TEXTO FUENTE
Usualmente el campo intelectual ablanda las batallas del campo político. Sus dinámicas (de relativización de los absolutos morales, de atención a la evidencia, de mirada larga) pueden limar la aspereza de las luchas por el poder. No es así en esta coyuntura, especialmente en la derecha (del otro lado hay más que nada vacío). Los intelectuales de derecha son hoy básicamente provocadores.

Por un lado es señal de debilidad, de no hacer bien su negocio: producir legitimidad para el orden que defienden. Por otro es abono para la deriva autoritaria de la derecha política y de los grandes bolsillos. No compensan, más bien azuzan, la explotación política de la criminalización del disenso. Su pulsión: el disenso no es legítimo, es cínico e interesado, no tan distinto de aquello de lo que disiente.

¿Tiene la izquierda razones para solazarse por este panorama? Para nada. Si bien la derecha política y económica no está sabiendo reconstruir la legitimidad de este orden, la intelectual se está encargando de que entonces nadie pueda construir legitimidad para nada alternativo. La suya es la política de tierra quemada. “Si no podemos gobernar nosotros, entonces nadie”. De eso quieren ser las víctimas.

ÍTEMS PROPORCIONADOS
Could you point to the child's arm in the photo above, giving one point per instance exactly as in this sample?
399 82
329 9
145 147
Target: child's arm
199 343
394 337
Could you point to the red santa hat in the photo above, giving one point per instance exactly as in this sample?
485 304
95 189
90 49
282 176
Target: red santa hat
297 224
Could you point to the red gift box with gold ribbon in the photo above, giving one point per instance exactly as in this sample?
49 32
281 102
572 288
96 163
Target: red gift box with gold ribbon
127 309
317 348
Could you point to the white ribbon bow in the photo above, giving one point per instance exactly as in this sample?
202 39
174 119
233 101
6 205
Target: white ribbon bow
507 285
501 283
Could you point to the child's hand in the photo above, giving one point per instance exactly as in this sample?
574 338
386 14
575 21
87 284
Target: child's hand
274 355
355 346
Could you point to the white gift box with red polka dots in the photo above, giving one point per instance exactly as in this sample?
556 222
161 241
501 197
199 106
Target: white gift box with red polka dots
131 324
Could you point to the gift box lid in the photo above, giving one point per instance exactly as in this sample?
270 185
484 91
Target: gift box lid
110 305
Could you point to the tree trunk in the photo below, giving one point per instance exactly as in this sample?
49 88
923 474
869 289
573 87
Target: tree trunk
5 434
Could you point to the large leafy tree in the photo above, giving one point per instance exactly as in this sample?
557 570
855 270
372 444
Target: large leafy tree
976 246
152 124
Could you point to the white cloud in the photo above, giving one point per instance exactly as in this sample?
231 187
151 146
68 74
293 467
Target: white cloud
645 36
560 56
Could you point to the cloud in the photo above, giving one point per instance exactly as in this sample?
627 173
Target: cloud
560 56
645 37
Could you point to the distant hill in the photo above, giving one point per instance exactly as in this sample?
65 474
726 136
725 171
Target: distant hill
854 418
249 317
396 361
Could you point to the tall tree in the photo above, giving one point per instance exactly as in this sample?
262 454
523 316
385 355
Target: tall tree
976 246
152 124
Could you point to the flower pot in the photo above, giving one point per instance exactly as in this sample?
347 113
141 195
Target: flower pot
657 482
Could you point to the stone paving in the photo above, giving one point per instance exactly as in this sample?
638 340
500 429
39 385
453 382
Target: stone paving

TAREA PROPUESTA A
Traduce al inglés esta oración del texto sobre los intelectuales de derecha: "Los intelectuales de derecha son hoy básicamente provocadores."
TAREA PROPUESTA B
Transcribe del texto fuente el fragmento que va desde "Usualmente el campo" hasta "lo que disiente.", incluido este último.
Los ítems no desempeñan ningún papel en esto.

RESULTADO A
Right-wing intellectuals today are basically provocateurs.

RESULTADO B
Usualmente el campo intelectual ablanda las batallas del campo político. Sus dinámicas (de relativización de los absolutos morales, de atención a la evidencia, de mirada larga) pueden limar la aspereza de las luchas por el poder. No es así en esta coyuntura, especialmente en la derecha (del otro lado hay más que nada vacío). Los intelectuales de derecha son hoy básicamente provocadores.

Por un lado es señal de debilidad, de no hacer bien su negocio: producir legitimidad para el orden que defienden. Por otro es abono para la deriva autoritaria de la derecha política y de los grandes bolsillos. No compensan, más bien azuzan, la explotación política de la criminalización del disenso. Su pulsión: el disenso no es legítimo, es cínico e interesado, no tan distinto de aquello de lo que disiente.